══ Text

What are Restrictive Forces?
Restrictive forces can be thought of as any condition or movement pattern that, if left untended, would lead to a loss of quality of life or lead to a possible injury during any athletic training. Some examples might be: chronic lack of sleep, which can lead to immune dysfunction, chronic inflammation, brain shrinkage, as well as a lack of attention and poor judgment – which can lead to injury. Poor nutrition is also a concern as it can also lead to high degrees of inflammation, poor recovery, insulin resistance, et cetera… Chronic stress might also be included here with many of the same issues associated to it…
Postural conditions such as hyperkyphosis, or hyperlordosis, and rounded shoulders due to poor ergonomics in the workplace are commonplace within the gym environment, as are lower back pain, rotator-cuff issues and sciatica.

════
══ Recorded data

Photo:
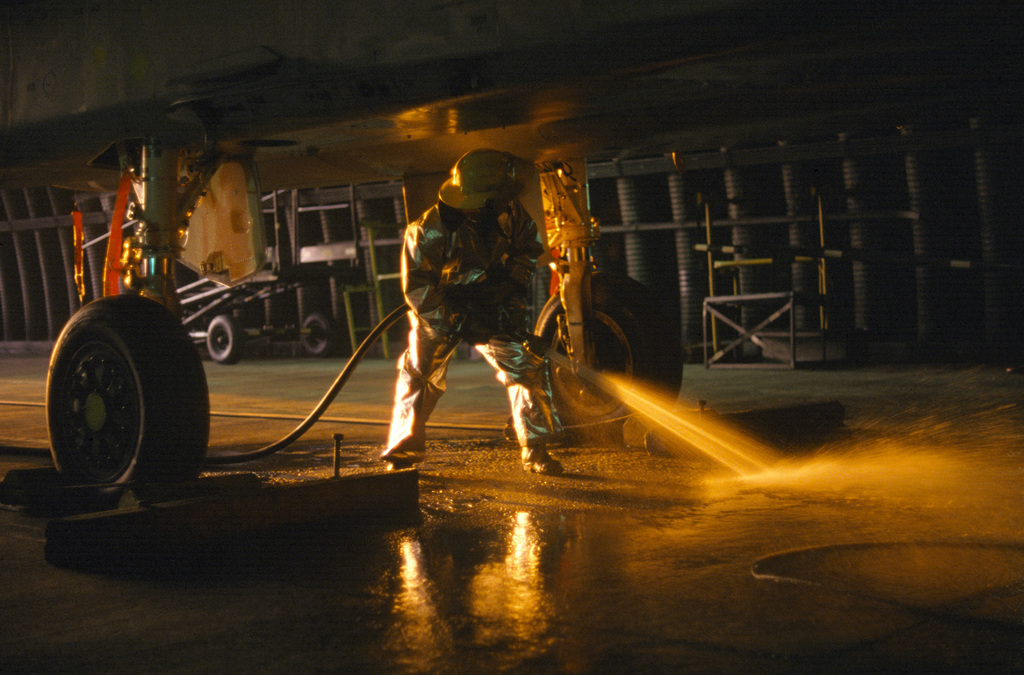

════

What you need to do:
(a) Copy the stretch of the text on restrictive forces from "What are Restrictive" through "issues and sciatica.".
(b) In the text on restrictive forces, what is given as the cause of rounded shoulders?
(c) Continue the text on restrictive forces from where it stops.

Your responses:
(a)
What are Restrictive Forces?
Restrictive forces can be thought of as any condition or movement pattern that, if left untended, would lead to a loss of quality of life or lead to a possible injury during any athletic training. Some examples might be: chronic lack of sleep, which can lead to immune dysfunction, chronic inflammation, brain shrinkage, as well as a lack of attention and poor judgment – which can lead to injury. Poor nutrition is also a concern as it can also lead to high degrees of inflammation, poor recovery, insulin resistance, et cetera… Chronic stress might also be included here with many of the same issues associated to it…
Postural conditions such as hyperkyphosis, or hyperlordosis, and rounded shoulders due to poor ergonomics in the workplace are commonplace within the gym environment, as are lower back pain, rotator-cuff issues and sciatica.

(b) Poor ergonomics in the workplace.

(c)
Movement restrictions such as sensory motor amnesia (SMA) – a condition where a person can’t perform a movement because they’ve temporarily “lost” the ability to communicate neurologically with some part of their muscular-skeletal system or pathological residual motor tension are also prevalent.
Poor movement patterns due to strength or balance issues are also seen quite often. Adduction during squatting – an imbalance of muscular tension – is seen quite often in detrained individuals just starting out in the gym.
There are also many diseases like rheumatoid arthritis, or MS that require proper management within a gym setting. Fatigue, heat, range of motion in exercises and compensations all need to be balanced to the needs of the individual.